* _Given instruction_: Count the lines in the data below that contain the word "brown", and give only the number.

** Begin Data to use **

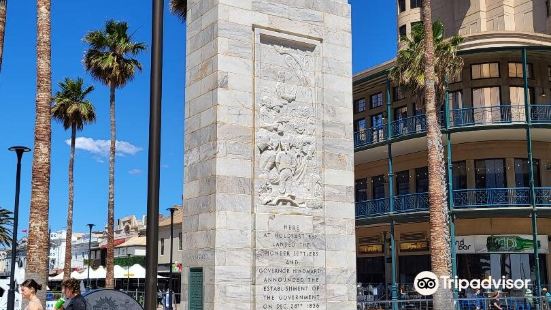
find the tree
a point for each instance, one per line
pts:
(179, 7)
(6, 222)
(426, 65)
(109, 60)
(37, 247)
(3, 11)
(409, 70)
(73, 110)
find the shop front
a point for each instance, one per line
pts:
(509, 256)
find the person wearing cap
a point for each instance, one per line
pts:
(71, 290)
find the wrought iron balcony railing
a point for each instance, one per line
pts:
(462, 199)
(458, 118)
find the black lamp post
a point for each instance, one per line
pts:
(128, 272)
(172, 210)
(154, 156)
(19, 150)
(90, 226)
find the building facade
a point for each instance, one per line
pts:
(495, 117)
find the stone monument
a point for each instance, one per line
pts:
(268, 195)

** End Data to use **
** Begin Data to use **

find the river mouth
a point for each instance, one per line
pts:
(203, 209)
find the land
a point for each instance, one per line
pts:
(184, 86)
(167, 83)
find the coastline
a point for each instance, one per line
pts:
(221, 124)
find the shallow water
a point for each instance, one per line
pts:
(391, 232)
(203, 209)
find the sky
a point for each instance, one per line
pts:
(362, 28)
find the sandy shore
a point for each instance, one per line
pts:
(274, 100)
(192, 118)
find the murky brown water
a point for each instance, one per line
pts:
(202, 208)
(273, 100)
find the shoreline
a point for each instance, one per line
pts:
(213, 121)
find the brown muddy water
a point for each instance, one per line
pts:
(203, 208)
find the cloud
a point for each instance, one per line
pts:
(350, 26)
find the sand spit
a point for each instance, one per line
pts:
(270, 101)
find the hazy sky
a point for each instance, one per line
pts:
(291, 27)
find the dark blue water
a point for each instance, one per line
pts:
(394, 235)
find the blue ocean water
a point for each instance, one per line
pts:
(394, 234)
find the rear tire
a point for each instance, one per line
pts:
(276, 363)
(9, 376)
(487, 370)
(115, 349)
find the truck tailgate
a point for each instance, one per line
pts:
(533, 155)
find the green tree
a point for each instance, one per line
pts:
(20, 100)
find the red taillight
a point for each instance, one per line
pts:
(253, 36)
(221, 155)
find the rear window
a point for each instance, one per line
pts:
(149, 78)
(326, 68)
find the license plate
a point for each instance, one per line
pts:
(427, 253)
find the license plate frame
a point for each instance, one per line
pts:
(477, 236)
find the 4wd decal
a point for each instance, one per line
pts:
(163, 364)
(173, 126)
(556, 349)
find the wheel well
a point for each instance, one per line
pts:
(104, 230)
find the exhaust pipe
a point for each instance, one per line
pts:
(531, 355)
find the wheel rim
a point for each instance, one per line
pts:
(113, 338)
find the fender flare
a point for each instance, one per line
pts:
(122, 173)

** End Data to use **

* _Output of the exercise_: 2